Stored records

____

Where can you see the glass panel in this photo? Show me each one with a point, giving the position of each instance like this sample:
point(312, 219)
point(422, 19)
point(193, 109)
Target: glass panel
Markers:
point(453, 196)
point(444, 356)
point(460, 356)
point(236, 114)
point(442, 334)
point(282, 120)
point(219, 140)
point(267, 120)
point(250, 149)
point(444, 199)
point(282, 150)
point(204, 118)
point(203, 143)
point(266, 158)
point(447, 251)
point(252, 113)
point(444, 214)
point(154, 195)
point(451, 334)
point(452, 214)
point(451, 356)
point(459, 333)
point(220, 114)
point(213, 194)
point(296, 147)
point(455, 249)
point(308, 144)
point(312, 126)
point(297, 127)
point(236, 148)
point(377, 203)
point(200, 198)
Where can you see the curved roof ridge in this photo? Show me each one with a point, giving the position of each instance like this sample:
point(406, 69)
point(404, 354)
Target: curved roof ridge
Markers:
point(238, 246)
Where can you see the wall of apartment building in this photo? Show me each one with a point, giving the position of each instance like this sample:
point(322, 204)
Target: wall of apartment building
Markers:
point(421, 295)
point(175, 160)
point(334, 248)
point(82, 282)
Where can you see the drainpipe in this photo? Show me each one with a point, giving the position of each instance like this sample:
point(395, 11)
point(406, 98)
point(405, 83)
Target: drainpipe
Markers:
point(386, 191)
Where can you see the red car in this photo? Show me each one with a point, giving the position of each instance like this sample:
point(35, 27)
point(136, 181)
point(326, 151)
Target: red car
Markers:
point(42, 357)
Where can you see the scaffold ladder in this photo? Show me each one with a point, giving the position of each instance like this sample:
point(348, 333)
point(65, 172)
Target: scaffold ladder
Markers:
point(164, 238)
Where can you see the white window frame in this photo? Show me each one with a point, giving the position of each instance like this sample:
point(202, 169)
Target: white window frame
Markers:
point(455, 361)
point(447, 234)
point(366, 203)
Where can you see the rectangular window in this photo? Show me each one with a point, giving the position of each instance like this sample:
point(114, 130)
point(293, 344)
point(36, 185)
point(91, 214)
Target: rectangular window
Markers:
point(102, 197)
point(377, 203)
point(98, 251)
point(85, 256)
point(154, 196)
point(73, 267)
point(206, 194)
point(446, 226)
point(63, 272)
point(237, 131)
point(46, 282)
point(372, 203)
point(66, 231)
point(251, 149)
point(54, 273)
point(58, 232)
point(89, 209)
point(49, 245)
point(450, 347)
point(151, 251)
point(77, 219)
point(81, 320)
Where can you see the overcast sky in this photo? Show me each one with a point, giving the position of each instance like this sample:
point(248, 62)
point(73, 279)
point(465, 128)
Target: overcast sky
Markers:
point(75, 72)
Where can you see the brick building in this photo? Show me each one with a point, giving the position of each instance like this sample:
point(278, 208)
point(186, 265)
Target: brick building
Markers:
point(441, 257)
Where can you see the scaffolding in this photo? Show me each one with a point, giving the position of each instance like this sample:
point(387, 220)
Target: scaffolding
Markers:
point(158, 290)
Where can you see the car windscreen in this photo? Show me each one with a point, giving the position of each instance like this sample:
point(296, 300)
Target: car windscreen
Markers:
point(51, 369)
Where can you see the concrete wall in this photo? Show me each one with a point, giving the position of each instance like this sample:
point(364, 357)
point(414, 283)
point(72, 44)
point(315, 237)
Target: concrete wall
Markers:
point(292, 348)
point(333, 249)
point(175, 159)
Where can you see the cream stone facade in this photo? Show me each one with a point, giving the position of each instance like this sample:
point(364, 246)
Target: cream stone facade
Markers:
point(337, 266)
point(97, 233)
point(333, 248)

____

Arrange every line of the records above as a JSON list of strings, one string per line, skipping any blank lines.

**Written response:**
[
  "Where can you see the glass panel in this photo? Show me each one with a point, giving the position of each instance like this sample:",
  "point(312, 219)",
  "point(422, 19)",
  "point(193, 109)",
  "Target: glass panel",
  "Markers:",
  "point(453, 196)",
  "point(444, 356)",
  "point(460, 356)",
  "point(236, 114)",
  "point(442, 334)",
  "point(282, 120)",
  "point(219, 140)",
  "point(267, 120)",
  "point(250, 149)",
  "point(444, 199)",
  "point(282, 150)",
  "point(204, 118)",
  "point(203, 143)",
  "point(266, 158)",
  "point(447, 251)",
  "point(252, 113)",
  "point(444, 214)",
  "point(154, 195)",
  "point(451, 334)",
  "point(452, 214)",
  "point(451, 356)",
  "point(459, 333)",
  "point(220, 114)",
  "point(213, 194)",
  "point(296, 147)",
  "point(455, 249)",
  "point(308, 144)",
  "point(312, 126)",
  "point(297, 127)",
  "point(236, 148)",
  "point(377, 203)",
  "point(200, 198)",
  "Where can you see the curved roof ridge in this photo? Show me each one with a point, giving the position of each instance like this sample:",
  "point(406, 69)",
  "point(404, 354)",
  "Target: curved roof ridge",
  "Markers:",
  "point(238, 246)",
  "Where can you see the wall of apartment building in this photo? Show me each one with a point, giving the position of each instance like this sample:",
  "point(322, 204)",
  "Target: wall of apartment building",
  "Markers:",
  "point(421, 295)",
  "point(175, 160)",
  "point(334, 248)",
  "point(82, 282)",
  "Where can you see the drainpipe in this photo? Show me each one with a point, giving the position of each instance like this sample:",
  "point(395, 11)",
  "point(406, 98)",
  "point(405, 83)",
  "Target: drainpipe",
  "Markers:",
  "point(386, 191)",
  "Where can you see the red car in this photo? Show me each one with a point, giving the position of each instance like this sample:",
  "point(35, 27)",
  "point(136, 181)",
  "point(326, 151)",
  "Target: red car",
  "Markers:",
  "point(42, 357)",
  "Where can you see the scaffold ladder in this photo? Show me each one with a point, giving the position of each instance like this sample:",
  "point(348, 333)",
  "point(65, 172)",
  "Target: scaffold ladder",
  "Markers:",
  "point(164, 238)",
  "Where can you see the white window frame in this photo? Show me each one with a point, giving the position of each instance like this sample:",
  "point(202, 169)",
  "Target: white window frame",
  "Markers:",
  "point(455, 361)",
  "point(447, 234)",
  "point(366, 203)",
  "Where can you see the rectangular window in this photo? Show me each one with a point, giving the position of each instance like this sample:",
  "point(114, 130)",
  "point(293, 344)",
  "point(36, 185)",
  "point(91, 214)",
  "Target: rectangular window",
  "Markers:",
  "point(102, 197)",
  "point(377, 203)",
  "point(98, 251)",
  "point(85, 256)",
  "point(154, 196)",
  "point(73, 267)",
  "point(206, 194)",
  "point(446, 226)",
  "point(63, 272)",
  "point(237, 131)",
  "point(46, 282)",
  "point(372, 203)",
  "point(66, 231)",
  "point(251, 149)",
  "point(54, 273)",
  "point(58, 232)",
  "point(89, 209)",
  "point(49, 245)",
  "point(450, 347)",
  "point(151, 251)",
  "point(77, 219)",
  "point(81, 320)",
  "Where can you see the overcast sky in this photo? Show me each one with a point, giving the position of each instance like this sample:",
  "point(248, 62)",
  "point(73, 279)",
  "point(465, 128)",
  "Target: overcast sky",
  "Markers:",
  "point(75, 72)",
  "Where can you see the brick building in this photo? Show me each one with a point, giving the position of each instance like this sample:",
  "point(278, 208)",
  "point(186, 265)",
  "Target: brick building",
  "Markers:",
  "point(441, 257)",
  "Where can you see the scaffolding in this photo? Show me each one with a point, giving the position of each instance like this sample:",
  "point(387, 220)",
  "Target: scaffolding",
  "Markers:",
  "point(158, 290)",
  "Where can you see the car windscreen in this photo? Show me each one with a point, giving the position of each instance like this sample:",
  "point(296, 300)",
  "Target: car windscreen",
  "Markers:",
  "point(51, 369)",
  "Where can you see the concrete wall in this photo? Show me each one with a point, giving the position of each instance like this sample:",
  "point(364, 357)",
  "point(414, 283)",
  "point(72, 44)",
  "point(315, 237)",
  "Target: concrete wall",
  "Markers:",
  "point(292, 348)",
  "point(333, 249)",
  "point(175, 159)",
  "Where can you see the cream stone facade in this photo? Show me each one with a point, giving the position of each instance like this sample:",
  "point(364, 246)",
  "Target: cream stone facade",
  "Markers:",
  "point(337, 266)",
  "point(97, 233)",
  "point(333, 248)"
]